# Provided material:

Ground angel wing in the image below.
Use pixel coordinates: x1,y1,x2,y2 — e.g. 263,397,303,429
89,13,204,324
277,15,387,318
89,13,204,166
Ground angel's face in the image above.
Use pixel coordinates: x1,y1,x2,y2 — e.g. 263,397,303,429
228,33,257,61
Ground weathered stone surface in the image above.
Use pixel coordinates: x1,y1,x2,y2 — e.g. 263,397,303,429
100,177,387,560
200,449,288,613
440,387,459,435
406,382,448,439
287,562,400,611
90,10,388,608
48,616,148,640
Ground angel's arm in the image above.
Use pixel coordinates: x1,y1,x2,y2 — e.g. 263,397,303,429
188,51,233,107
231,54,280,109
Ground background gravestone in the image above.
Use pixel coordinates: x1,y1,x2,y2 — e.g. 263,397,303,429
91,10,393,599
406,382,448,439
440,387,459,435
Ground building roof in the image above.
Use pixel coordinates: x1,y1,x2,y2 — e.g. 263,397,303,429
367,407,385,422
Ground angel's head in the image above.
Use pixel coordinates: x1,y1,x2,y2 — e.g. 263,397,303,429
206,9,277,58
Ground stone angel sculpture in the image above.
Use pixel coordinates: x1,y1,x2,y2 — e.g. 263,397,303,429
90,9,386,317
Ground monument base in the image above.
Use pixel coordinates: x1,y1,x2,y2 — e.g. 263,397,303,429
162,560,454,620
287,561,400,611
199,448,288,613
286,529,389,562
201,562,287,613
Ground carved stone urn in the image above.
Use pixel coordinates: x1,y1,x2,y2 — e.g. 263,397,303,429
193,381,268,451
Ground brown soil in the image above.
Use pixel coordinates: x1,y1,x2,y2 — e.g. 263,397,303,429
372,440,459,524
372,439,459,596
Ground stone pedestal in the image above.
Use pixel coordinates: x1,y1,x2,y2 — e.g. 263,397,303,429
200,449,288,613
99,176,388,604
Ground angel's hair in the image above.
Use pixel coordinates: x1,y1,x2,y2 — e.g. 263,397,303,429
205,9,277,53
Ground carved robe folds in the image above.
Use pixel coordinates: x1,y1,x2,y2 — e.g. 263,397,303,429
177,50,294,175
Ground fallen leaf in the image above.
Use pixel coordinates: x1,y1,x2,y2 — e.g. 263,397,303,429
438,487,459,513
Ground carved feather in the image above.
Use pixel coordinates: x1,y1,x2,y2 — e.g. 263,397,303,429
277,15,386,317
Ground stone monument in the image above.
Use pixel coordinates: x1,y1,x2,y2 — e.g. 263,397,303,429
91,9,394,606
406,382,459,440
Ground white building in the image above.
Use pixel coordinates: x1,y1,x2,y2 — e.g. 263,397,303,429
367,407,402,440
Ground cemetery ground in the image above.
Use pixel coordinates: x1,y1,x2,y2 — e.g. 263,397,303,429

* * *

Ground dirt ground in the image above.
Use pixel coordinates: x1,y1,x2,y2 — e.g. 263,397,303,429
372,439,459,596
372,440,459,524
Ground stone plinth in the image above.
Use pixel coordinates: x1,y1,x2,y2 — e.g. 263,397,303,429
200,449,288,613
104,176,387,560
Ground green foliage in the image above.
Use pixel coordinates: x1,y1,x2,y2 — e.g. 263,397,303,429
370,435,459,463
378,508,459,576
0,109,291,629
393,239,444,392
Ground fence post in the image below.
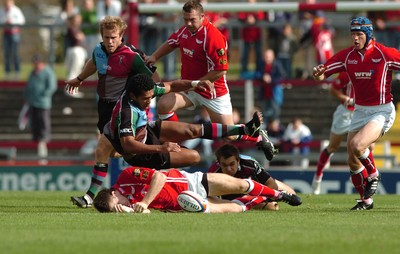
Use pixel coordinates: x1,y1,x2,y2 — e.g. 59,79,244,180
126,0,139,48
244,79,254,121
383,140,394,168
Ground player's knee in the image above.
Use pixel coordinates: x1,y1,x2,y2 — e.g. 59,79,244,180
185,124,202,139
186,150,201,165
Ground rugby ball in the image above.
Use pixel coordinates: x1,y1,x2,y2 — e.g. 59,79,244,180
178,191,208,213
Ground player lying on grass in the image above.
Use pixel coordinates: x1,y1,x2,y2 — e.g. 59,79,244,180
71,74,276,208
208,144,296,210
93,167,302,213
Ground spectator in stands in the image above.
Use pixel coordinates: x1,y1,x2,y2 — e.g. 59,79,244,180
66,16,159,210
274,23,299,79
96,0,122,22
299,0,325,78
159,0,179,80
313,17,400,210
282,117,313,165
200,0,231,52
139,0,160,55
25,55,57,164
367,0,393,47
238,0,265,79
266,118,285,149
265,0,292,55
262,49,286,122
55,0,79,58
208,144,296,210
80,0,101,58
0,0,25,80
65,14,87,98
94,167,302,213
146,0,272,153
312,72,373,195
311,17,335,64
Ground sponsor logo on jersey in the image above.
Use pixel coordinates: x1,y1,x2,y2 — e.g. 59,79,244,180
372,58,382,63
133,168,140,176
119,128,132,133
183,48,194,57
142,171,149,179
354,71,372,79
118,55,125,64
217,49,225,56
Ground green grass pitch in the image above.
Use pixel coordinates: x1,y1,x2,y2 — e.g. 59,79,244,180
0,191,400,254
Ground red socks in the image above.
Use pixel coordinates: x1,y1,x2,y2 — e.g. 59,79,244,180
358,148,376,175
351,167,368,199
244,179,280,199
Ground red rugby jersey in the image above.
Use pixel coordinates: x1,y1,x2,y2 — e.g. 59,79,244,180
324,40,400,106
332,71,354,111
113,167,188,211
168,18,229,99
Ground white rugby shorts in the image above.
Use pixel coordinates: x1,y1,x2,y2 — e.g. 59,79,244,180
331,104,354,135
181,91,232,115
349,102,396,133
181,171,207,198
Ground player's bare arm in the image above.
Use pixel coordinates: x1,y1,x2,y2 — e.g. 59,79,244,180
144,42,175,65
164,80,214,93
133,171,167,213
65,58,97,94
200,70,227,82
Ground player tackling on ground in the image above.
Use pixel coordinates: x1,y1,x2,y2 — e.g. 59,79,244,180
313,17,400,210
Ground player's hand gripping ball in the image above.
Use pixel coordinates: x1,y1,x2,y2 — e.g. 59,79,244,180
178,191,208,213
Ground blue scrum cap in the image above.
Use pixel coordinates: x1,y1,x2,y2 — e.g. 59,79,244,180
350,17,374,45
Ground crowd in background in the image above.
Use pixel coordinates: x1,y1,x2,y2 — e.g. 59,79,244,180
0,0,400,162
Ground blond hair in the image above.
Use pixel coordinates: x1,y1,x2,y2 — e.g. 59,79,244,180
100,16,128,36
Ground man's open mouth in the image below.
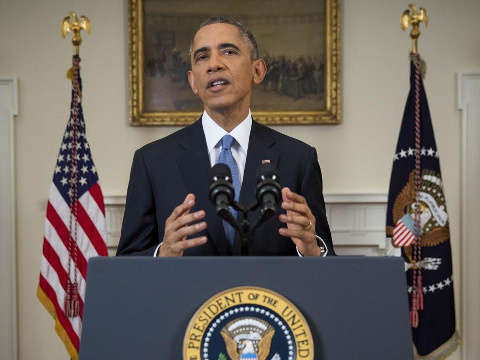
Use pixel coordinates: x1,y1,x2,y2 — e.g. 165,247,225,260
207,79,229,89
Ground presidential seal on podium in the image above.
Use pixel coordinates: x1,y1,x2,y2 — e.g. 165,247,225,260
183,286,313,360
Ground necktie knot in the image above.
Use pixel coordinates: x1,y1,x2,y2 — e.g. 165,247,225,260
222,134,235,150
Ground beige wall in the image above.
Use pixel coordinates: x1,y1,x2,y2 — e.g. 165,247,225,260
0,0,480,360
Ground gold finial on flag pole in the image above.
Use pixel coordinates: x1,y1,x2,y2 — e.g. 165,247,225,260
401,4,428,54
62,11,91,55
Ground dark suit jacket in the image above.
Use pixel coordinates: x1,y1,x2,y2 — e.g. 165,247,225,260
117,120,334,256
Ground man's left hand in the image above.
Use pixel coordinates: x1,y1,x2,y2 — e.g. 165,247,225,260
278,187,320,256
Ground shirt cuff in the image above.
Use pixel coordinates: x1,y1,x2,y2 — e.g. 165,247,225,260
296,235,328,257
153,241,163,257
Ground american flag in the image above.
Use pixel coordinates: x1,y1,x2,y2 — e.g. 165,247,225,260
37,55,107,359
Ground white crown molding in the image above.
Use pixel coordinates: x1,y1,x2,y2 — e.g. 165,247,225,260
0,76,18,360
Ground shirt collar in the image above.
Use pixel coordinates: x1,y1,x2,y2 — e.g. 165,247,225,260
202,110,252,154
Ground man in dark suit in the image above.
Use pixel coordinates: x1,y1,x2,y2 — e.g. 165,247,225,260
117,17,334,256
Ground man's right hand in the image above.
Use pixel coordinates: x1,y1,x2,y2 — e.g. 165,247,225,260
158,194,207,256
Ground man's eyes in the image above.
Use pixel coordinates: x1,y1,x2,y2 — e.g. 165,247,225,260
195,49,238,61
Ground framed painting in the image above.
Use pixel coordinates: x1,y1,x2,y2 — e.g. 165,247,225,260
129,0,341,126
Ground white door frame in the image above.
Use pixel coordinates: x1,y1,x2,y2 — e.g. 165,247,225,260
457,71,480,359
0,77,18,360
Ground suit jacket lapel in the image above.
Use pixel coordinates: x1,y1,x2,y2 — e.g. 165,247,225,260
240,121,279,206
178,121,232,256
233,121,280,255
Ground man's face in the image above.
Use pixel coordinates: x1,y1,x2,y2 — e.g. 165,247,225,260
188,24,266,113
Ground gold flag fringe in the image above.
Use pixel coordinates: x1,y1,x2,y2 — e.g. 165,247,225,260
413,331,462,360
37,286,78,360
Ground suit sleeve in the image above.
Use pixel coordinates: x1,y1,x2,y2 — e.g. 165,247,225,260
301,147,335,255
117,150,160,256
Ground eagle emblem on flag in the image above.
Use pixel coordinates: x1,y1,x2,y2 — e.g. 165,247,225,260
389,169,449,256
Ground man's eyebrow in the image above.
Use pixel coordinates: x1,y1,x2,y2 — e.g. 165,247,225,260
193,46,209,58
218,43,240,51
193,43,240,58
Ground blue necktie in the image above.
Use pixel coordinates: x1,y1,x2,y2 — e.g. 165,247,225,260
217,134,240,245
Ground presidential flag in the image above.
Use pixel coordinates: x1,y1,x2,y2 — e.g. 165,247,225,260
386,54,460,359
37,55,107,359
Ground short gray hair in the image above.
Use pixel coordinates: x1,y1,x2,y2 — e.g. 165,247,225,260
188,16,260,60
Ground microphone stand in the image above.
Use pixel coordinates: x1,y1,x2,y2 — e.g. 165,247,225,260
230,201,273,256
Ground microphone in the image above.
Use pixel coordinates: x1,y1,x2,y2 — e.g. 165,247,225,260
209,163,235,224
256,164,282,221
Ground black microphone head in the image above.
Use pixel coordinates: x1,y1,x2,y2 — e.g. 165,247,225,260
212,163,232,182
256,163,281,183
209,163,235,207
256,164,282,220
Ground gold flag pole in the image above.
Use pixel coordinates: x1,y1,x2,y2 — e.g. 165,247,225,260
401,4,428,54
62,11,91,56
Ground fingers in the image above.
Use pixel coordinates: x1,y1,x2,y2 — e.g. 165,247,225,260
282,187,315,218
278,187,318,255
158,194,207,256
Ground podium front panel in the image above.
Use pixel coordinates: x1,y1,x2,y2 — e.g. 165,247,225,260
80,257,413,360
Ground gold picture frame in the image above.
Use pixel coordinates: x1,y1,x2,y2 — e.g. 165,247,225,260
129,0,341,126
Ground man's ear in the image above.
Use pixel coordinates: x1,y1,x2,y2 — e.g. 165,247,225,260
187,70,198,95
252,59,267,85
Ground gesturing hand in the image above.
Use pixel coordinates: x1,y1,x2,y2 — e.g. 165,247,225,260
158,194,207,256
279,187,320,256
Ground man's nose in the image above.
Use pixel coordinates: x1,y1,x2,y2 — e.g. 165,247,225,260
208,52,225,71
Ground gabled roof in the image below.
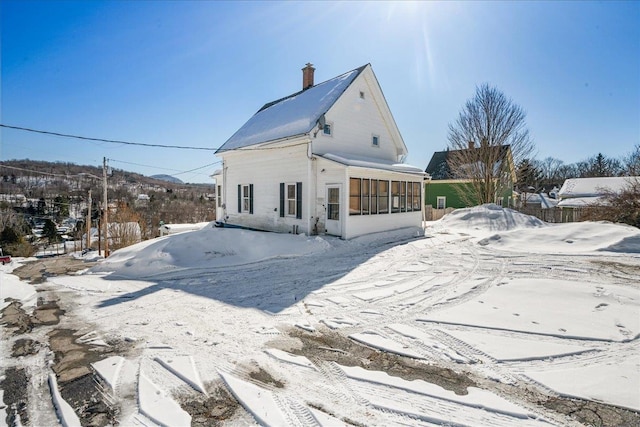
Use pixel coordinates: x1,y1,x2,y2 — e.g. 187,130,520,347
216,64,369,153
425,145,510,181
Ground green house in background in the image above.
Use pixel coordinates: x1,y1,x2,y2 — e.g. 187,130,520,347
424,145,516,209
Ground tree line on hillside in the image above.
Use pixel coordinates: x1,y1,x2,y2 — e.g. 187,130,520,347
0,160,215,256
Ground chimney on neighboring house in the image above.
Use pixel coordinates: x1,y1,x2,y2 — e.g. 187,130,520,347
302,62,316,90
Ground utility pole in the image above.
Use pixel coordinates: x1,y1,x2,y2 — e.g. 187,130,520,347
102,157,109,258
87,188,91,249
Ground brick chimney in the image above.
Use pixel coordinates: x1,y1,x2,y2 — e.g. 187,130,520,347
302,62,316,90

* * *

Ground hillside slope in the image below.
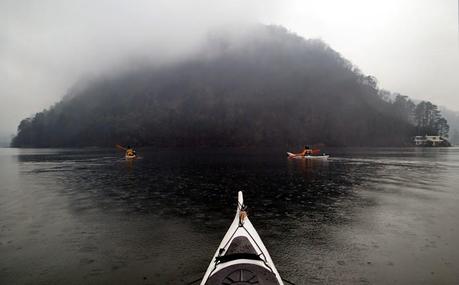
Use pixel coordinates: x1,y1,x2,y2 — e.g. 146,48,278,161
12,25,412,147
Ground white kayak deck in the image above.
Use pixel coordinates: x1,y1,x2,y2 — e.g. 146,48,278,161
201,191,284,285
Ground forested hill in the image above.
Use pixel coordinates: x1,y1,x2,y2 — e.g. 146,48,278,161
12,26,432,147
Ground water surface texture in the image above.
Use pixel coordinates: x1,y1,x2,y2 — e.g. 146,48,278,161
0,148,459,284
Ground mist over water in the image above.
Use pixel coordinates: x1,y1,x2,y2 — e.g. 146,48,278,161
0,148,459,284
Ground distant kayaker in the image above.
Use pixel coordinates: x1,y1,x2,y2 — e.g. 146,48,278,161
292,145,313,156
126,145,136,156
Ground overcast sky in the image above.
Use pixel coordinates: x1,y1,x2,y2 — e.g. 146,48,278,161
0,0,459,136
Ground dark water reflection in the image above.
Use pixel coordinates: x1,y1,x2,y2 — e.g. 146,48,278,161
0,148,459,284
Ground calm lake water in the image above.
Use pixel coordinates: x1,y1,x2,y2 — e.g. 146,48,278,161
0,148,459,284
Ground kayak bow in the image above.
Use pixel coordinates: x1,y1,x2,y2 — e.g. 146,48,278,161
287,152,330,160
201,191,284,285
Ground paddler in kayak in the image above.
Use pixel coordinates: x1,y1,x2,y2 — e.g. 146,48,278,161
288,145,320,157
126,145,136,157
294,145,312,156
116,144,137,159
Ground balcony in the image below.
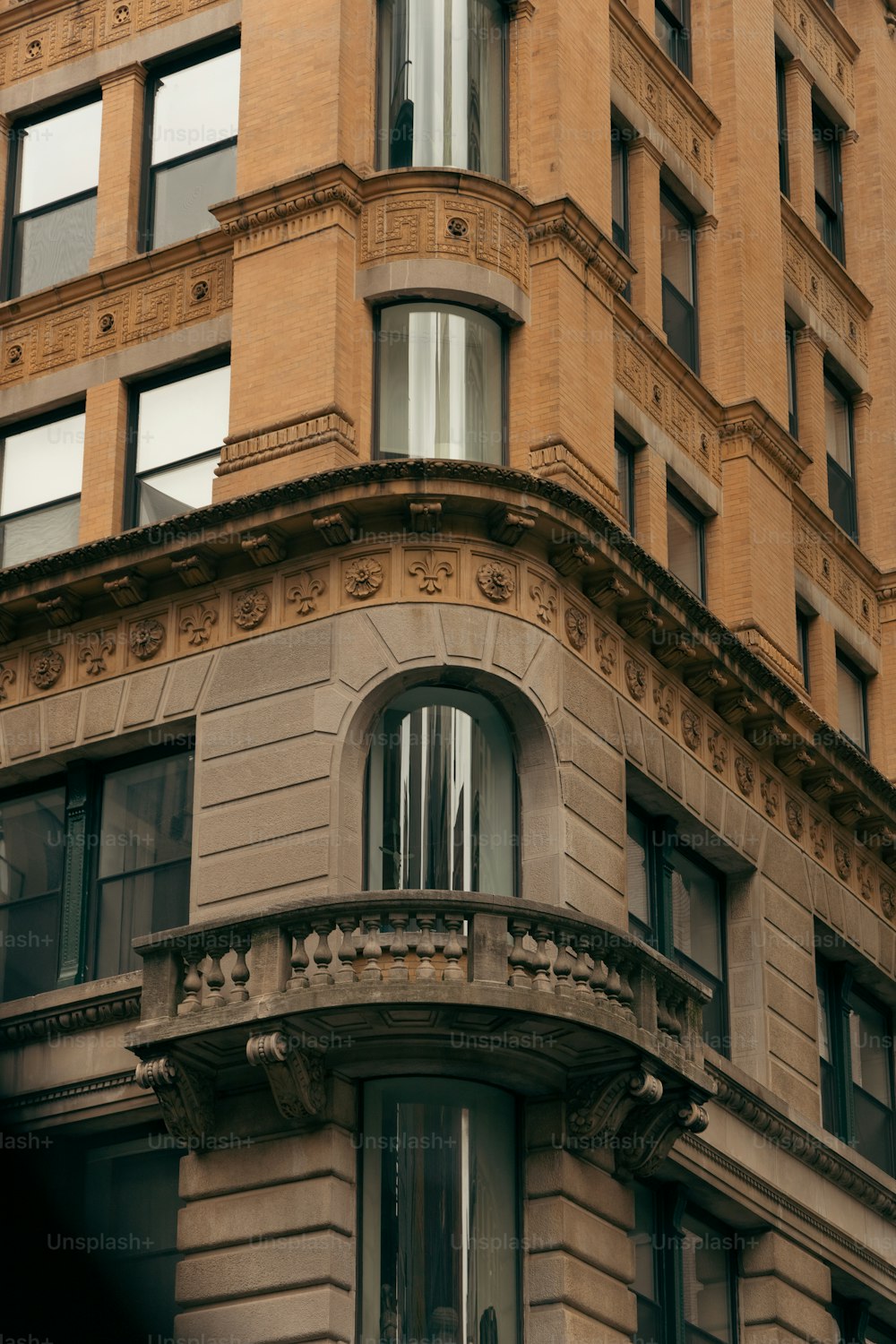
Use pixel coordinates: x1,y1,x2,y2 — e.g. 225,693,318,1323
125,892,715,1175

# Exercise instructions:
Lay out the data from the line with "Ground crowd in" to the line with "117,120,334,256", both lines included, as a numbered list with no blank lines. Leave the picture out of the answer.

# Reply:
1. Ground crowd in background in the image above.
2. Use pixel coordinates: x1,y1,x2,y2 — e.g. 59,79,244,180
3. 0,0,400,162
4. Ground blond hair in the image above.
5. Use pixel coordinates: x1,y1,x2,y2 — e.g. 59,79,244,180
6. 100,16,128,36
7. Ground man's open mouth in the image below.
8. Use pixel coordinates: x1,y1,x2,y2 — e.g. 165,247,225,260
9. 207,79,229,89
10. Ground presidential seal on podium in the image above.
11. Use pixel coordinates: x1,y1,x2,y2 — e.g. 165,247,225,260
12. 183,286,313,360
13. Ground necktie knot in the image above.
14. Use pixel coordinates: x1,y1,x2,y2 — e.g. 165,247,225,260
15. 222,134,235,150
16. Ground beige wall in the image above.
17. Use pixel coordinates: x1,y1,x2,y2 — e.g. 165,247,225,260
18. 0,0,480,360
19. Ground gold finial on flag pole in the image above.
20. Use pixel coordinates: x1,y1,x2,y2 — e.g. 165,247,225,260
21. 401,4,428,54
22. 62,11,91,55
23. Ground dark suit jacket in the image above.
24. Use pixel coordinates: x1,y1,x2,y2 — e.g. 165,247,225,260
25. 117,120,334,256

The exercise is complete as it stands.